*To be done*. Can you rewrite the rows below as a two-column CSV with the headers request and response? Give one line per row, holding its request text and its answer, with each in a single quoted field and any line breaks turned into spaces.

(Some rows)
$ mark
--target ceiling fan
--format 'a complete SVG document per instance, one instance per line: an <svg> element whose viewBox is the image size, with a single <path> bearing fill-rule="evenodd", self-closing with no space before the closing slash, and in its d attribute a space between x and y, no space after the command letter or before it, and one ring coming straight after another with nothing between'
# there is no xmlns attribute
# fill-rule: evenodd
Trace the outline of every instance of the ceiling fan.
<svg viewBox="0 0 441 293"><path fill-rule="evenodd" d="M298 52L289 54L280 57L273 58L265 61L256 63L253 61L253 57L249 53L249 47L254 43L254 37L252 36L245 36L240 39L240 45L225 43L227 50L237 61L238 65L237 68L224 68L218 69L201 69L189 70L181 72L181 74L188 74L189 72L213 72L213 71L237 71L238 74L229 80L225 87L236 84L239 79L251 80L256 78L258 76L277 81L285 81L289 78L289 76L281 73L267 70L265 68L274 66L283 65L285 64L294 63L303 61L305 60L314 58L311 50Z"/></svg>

*Correct result*.
request,response
"$ mark --target ceiling fan --format 'a complete SVG document per instance, one instance per line: an <svg> element whose viewBox is the image size, with a single <path> bearing fill-rule=""evenodd"", self-closing with no space before the closing slash, and in its d attribute a space between x and y, no space after the command letter or before it, and one ring coming straight after another with nothing between' # there is no xmlns attribute # fill-rule: evenodd Trace the outline of every instance of the ceiling fan.","<svg viewBox=""0 0 441 293""><path fill-rule=""evenodd"" d=""M298 52L289 54L280 57L273 58L265 61L256 63L253 61L253 57L249 53L249 47L254 43L254 37L252 36L245 36L240 39L240 45L225 43L227 50L237 61L238 65L237 68L224 68L218 69L201 69L189 70L181 72L181 74L188 74L189 72L213 72L213 71L237 71L238 74L229 80L225 87L236 84L239 79L251 80L256 78L258 76L277 81L285 81L289 78L289 76L281 73L267 70L265 68L274 66L283 65L285 64L294 63L303 61L305 60L314 58L311 50Z""/></svg>"